Retype only what runs from the line that contains "field in the photo above." through the last line of the listing below, both lines included.
'''
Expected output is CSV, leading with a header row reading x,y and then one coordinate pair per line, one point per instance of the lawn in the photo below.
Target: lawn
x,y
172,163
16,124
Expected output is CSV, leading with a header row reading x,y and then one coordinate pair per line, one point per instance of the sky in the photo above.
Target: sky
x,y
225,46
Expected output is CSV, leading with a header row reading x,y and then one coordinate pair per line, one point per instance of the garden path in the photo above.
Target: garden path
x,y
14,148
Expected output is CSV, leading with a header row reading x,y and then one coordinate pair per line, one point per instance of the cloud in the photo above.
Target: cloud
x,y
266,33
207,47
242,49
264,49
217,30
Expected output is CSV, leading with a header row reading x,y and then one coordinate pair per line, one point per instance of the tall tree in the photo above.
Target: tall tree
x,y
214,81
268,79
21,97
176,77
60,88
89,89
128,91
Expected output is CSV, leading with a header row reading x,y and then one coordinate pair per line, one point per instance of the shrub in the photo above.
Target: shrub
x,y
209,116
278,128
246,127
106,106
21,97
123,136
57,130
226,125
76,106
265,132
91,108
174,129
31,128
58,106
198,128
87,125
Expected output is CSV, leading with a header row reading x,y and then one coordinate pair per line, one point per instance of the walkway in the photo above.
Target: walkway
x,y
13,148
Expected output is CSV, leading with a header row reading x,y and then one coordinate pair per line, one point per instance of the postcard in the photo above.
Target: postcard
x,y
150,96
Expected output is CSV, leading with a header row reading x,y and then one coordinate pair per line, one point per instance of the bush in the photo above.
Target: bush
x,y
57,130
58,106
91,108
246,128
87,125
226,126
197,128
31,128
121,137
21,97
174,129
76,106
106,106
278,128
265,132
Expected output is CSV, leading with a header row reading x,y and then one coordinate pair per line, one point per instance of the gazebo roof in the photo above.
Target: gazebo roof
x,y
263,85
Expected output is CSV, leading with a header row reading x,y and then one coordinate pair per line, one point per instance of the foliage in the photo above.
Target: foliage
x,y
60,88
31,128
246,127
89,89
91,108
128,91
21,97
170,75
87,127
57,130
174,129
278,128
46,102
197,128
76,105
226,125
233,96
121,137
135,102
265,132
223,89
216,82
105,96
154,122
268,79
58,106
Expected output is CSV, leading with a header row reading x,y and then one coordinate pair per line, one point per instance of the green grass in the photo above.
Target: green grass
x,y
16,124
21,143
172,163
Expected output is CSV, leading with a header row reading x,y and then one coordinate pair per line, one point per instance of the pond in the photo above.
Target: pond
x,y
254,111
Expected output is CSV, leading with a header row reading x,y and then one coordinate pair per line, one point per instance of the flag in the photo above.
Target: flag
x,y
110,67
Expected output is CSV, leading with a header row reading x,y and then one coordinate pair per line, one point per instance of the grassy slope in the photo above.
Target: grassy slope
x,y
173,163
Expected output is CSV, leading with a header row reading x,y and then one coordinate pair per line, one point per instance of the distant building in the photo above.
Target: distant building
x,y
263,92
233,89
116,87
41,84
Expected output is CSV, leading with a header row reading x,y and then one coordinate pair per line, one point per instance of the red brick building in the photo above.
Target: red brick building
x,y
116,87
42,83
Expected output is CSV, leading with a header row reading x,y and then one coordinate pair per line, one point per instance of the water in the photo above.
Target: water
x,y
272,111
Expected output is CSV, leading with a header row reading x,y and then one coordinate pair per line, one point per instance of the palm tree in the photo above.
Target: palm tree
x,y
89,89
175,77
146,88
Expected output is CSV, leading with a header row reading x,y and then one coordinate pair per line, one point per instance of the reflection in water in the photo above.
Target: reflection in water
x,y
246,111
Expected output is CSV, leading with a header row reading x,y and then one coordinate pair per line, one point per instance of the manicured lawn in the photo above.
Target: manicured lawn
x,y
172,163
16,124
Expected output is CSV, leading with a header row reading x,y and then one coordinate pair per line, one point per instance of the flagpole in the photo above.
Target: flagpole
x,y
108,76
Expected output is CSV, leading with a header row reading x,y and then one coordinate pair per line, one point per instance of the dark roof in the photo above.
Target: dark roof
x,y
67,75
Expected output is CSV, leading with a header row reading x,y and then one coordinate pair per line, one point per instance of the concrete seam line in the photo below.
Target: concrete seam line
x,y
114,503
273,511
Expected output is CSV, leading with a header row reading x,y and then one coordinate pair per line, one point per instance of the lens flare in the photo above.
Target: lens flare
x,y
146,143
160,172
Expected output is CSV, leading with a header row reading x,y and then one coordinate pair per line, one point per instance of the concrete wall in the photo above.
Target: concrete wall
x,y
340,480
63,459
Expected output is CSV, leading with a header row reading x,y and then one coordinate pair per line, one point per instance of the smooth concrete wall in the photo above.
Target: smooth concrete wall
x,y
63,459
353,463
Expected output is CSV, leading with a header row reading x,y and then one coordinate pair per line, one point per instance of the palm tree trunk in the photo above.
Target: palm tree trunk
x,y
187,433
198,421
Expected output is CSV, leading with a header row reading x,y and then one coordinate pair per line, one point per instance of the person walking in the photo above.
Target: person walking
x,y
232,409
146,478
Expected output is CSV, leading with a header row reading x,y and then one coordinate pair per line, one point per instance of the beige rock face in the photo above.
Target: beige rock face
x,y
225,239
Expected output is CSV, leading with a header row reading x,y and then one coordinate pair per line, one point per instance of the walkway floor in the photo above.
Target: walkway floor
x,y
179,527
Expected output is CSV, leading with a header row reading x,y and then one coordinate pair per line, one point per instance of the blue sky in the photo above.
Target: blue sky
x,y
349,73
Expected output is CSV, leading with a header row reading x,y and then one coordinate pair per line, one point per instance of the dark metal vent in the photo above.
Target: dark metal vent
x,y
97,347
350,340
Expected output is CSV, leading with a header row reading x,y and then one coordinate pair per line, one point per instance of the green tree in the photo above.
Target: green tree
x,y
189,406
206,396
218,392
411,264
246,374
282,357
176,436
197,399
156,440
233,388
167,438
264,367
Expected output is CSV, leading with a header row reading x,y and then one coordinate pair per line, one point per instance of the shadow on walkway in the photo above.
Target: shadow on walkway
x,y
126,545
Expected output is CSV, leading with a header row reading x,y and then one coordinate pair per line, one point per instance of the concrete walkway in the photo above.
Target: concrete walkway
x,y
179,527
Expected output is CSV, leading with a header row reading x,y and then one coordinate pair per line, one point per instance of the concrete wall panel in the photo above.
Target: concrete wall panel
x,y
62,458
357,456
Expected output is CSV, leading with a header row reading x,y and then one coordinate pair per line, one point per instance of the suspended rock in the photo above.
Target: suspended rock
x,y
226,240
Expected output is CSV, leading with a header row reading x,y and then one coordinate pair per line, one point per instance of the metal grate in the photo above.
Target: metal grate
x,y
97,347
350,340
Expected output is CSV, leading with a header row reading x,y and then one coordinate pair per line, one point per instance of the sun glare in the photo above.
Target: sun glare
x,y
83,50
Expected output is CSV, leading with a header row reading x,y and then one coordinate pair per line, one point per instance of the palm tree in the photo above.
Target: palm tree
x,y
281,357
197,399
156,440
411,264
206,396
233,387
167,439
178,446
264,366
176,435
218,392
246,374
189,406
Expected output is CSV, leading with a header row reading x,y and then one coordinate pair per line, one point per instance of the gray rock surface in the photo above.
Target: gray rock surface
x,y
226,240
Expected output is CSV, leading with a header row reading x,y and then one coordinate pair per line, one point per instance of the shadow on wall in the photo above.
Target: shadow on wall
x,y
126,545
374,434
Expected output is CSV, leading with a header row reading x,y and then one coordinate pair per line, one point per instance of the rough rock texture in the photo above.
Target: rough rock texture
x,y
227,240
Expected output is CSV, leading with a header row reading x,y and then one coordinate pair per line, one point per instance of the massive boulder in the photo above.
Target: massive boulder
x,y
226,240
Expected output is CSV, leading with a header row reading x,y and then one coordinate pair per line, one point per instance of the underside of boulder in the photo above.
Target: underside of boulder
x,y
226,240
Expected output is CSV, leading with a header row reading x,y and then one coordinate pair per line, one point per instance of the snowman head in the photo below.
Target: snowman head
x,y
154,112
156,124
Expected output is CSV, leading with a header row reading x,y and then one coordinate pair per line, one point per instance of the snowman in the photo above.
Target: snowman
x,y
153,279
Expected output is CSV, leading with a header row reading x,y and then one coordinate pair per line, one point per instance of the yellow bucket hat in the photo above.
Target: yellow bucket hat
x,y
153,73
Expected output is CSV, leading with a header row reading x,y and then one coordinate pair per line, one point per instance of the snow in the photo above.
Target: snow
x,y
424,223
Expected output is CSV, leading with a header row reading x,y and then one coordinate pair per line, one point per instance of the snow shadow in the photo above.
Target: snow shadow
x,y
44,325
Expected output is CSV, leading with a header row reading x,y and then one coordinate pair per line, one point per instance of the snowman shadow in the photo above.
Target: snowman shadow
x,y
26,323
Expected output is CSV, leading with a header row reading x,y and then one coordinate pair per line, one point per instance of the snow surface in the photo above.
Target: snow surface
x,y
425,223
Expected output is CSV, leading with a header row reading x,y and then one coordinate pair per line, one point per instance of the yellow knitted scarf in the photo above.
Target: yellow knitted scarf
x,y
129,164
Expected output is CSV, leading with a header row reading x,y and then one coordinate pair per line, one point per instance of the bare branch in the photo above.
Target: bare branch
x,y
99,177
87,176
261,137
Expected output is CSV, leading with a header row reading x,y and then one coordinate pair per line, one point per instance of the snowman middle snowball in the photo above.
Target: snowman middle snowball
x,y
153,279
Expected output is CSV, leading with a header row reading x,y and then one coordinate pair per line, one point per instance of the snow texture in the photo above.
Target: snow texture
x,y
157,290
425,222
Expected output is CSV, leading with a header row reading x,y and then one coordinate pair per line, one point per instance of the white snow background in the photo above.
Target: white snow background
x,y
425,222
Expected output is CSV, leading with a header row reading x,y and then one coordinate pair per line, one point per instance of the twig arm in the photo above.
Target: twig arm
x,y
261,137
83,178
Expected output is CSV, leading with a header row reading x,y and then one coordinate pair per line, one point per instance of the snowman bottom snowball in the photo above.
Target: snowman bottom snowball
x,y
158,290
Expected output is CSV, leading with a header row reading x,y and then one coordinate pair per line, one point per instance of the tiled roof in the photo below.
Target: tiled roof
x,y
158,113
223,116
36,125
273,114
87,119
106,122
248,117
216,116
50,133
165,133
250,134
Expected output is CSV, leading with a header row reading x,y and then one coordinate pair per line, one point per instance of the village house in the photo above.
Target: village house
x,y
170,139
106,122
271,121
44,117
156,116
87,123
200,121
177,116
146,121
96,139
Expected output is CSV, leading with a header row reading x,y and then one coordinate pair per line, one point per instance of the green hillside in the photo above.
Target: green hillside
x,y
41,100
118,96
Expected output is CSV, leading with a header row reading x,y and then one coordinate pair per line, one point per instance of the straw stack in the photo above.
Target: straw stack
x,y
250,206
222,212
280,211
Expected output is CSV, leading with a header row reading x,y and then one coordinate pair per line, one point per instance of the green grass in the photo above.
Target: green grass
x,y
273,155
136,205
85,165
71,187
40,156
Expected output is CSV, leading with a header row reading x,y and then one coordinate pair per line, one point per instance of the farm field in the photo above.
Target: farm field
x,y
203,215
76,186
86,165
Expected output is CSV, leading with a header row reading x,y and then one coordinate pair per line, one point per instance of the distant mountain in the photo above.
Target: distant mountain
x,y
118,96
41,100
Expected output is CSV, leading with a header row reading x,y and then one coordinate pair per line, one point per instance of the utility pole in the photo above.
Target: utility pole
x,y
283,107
'''
● EXERCISE RESULT
Expected output is CSV, leading with a header row reading x,y and then one coordinate pair per line, one point per instance of the farm field in the photo above.
Target: farm field
x,y
203,215
76,186
86,165
Expected output is CSV, leading with a header row reading x,y and then one coordinate pair per line, one point per instance of the distant mountain in the photo above.
Target: distant mountain
x,y
118,96
41,100
Expected output is CSV, leading with a header row reading x,y and then one coordinate pair per line, one point per instance of the utility pole in the photo above.
Target: utility pole
x,y
283,107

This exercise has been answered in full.